> _Tasks to carry out_
a) Summarize the article on the Wichita State University laser-material discovery in two sentences.
b) According to the article on the Wichita State University laser-material discovery, in which journal did the team's research appear?
c) Carry the article on the Wichita State University laser-material discovery forward from its final sentence.

What do you picture when you think of lasers? Laser pointers? Perhaps laser eye surgery or barcode scanners?
Turns out there’s more to lasers than most people realize, and a Wichita State University chemistry team recently discovered a new series of laser material with potential commercial use.
Vivian Nguyen, an undergraduate who recently graduated at WSU, and Dr. Jian Wang, assistant professor of chemistry and biochemistry, discovered new laser materials (KX)P2S6(X=Sb, Bi, Ba) made up of many important elements.
That discovery has landed their research in Chemical Science, the flagship journal of the Royal Society of Chemistry.
Through their research, Nguyen and Wang discovered a series of nonlinear optic material through lasers and crystal structure engineering.
The manufacturing and medical industries are always eager to get more lasers with various frequencies to allow for more complex efforts to be achieved. One important way to discover new lasers is through the second harmonic generation process. This process merges two laser photons together, making it possible for them to create a new series of lasers, where nonlinear optic material is at the heart of the outcome.
Wang said that “when you do eye surgery, a green laser is utilized. Even for your high-power laser pointer, it utilizes infrared lasers. From daily life to industry, lasers play very important roles.”

> _Supplied material_

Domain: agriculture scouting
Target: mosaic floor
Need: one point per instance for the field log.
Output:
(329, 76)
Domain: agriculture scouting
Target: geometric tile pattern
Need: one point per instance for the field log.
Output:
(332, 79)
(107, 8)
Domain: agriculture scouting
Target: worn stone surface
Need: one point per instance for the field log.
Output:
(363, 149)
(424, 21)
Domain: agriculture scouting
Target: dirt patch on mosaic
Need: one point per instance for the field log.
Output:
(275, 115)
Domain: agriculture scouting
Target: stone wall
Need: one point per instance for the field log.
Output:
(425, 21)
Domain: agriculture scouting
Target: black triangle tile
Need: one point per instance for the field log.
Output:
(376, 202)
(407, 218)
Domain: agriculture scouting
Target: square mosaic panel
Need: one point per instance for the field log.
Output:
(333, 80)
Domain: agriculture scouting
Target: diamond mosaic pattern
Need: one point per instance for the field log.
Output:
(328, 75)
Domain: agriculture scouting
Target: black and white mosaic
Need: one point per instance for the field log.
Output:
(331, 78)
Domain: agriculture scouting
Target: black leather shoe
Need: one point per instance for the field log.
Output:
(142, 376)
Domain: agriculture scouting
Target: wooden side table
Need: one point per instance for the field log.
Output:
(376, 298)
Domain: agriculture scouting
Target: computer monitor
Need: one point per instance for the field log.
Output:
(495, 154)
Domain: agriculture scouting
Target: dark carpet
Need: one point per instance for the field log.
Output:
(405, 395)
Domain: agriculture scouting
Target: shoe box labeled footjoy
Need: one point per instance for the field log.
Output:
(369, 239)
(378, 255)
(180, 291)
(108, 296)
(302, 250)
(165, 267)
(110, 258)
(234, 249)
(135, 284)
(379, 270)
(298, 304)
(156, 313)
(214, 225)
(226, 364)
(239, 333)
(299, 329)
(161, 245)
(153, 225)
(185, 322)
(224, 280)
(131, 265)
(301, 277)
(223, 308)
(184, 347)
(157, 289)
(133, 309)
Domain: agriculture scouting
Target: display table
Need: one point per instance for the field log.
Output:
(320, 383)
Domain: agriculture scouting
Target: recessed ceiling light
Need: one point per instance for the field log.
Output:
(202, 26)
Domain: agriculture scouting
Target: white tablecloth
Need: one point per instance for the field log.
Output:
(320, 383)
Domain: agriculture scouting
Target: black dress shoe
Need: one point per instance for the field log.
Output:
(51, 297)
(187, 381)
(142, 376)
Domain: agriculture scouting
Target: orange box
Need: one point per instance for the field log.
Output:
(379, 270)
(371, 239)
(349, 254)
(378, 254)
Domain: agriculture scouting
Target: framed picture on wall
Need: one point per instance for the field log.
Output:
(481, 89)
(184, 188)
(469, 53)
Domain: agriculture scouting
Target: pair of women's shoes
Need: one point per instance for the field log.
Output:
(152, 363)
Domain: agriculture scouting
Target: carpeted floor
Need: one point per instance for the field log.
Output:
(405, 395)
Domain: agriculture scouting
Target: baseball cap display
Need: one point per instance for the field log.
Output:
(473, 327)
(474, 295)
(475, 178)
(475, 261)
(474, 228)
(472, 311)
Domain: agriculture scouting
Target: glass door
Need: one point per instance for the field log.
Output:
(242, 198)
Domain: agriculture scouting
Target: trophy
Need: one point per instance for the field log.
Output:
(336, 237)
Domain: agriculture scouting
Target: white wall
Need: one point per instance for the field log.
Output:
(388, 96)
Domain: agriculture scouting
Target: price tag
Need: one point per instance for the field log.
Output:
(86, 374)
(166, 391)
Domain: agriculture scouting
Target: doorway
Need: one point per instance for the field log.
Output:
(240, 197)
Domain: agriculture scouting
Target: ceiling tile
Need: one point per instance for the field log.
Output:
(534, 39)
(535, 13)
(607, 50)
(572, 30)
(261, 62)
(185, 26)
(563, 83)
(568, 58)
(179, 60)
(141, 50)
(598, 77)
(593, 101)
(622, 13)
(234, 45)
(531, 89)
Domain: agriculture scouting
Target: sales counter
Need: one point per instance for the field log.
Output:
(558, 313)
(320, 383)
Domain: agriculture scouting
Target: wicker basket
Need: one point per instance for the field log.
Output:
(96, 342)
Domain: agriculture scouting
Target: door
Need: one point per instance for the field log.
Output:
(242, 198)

> _Responses per task_
a) A Wichita State University chemistry team of Vivian Nguyen, a recent undergraduate graduate, and Dr. Jian Wang, assistant professor of chemistry and biochemistry, discovered a new series of laser materials, (KX)P2S6 (X=Sb, Bi, Ba), with potential commercial use. The research, published in Chemical Science, the flagship journal of the Royal Society of Chemistry, concerns nonlinear optic material, which is central to the second harmonic generation process that merges two laser photons to produce new lasers sought by the manufacturing and medical industries.

b) Chemical Science, the flagship journal of the Royal Society of Chemistry.

c)
The materials by Wang and Nguyen, known as KXP2S6(X=Sb, Bi, Ba), exhibited extraordinary properties, and is many times better than well-developed commercially available material AgGaS2.
“We are discovering novel materials, which have potential to replace current commercial materials,” Wang said. “Our material is cheaper and double the efficiency.”
Wang and Nguyen compare their discovery to upgrading a phone to its newest model.
“Basically, it is upgrading previous material,” Nguyen said. “And it is not just a slight improvement. It is much better.”
The laser exhibits properties that make the upgrade tangible. It has a high laser output, and the materials can be used broadly. It also sets the record for the largest bandgap which increases the laser efficiency.
“Like kids playing with LEGOs, crystal structure engineering is about packing small atoms on a very small scale,” said Wang.
Published in the Chemical Science journal
To add to Nguyen and ang’s achievements, their work was published in Chemical Science, the flagship journal published by the Royal Society of Chemistry.
“We had our work published in the top tier journal worldwide,” Wang said. “There are only three top-tier chemical journals like this. In my whole career, this is not very common for such work to be achieved by an undergraduate student.”
The journal is selective in what it publishes.
“Sometimes when you submit the paper or research, it can take a long time to be accepted — typically few months,” Nguyen said. “It was very surprising that we got accepted quickly. It is my first paper, and I’ve never experienced anything like this.”
Wang acknowledges the achievement takes hard work to be accepted.
“It is not easy,” Wang said. “Even with great experience, it is hard to get your work published in that journal.”
As a part of applied studies, Wang’s lab has gone beyond lectures in the classroom.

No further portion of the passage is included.